> _Raw data_
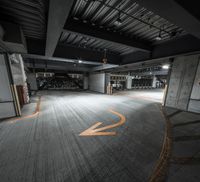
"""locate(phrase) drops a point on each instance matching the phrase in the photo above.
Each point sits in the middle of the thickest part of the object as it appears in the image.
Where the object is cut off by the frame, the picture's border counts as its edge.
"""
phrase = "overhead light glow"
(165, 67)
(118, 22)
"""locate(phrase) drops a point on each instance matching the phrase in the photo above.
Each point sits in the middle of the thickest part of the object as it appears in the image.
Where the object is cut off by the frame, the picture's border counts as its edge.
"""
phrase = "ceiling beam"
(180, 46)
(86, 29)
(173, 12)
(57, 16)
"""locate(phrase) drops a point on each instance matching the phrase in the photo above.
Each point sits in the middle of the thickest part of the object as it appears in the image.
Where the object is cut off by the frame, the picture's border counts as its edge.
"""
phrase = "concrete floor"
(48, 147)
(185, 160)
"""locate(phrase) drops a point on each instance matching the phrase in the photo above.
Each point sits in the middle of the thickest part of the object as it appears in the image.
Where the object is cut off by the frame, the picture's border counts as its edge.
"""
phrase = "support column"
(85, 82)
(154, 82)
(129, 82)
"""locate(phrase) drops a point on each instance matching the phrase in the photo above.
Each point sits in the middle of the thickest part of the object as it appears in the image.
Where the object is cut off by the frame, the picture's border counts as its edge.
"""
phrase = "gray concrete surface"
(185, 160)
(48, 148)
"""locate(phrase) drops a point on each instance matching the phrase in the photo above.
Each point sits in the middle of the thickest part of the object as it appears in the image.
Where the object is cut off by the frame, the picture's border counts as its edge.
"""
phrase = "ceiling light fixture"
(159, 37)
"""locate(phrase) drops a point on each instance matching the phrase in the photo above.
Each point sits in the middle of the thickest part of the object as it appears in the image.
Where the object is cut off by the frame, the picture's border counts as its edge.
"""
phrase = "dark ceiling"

---

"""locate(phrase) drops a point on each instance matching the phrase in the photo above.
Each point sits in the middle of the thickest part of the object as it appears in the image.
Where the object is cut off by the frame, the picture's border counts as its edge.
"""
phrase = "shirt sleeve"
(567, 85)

* * *

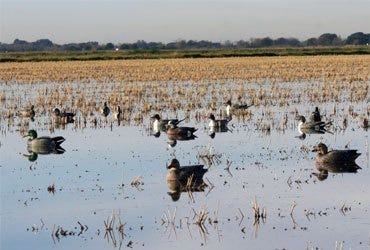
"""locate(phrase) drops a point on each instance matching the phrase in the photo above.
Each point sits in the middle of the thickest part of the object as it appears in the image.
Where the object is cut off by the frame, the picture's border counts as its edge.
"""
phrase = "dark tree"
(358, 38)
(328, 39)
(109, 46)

> _Objective_
Identify every line in the data above that contains the word "dark", and copy each of those lines in full.

> _Written answer_
phrase = "dark ceiling"
phrase = "dark tree"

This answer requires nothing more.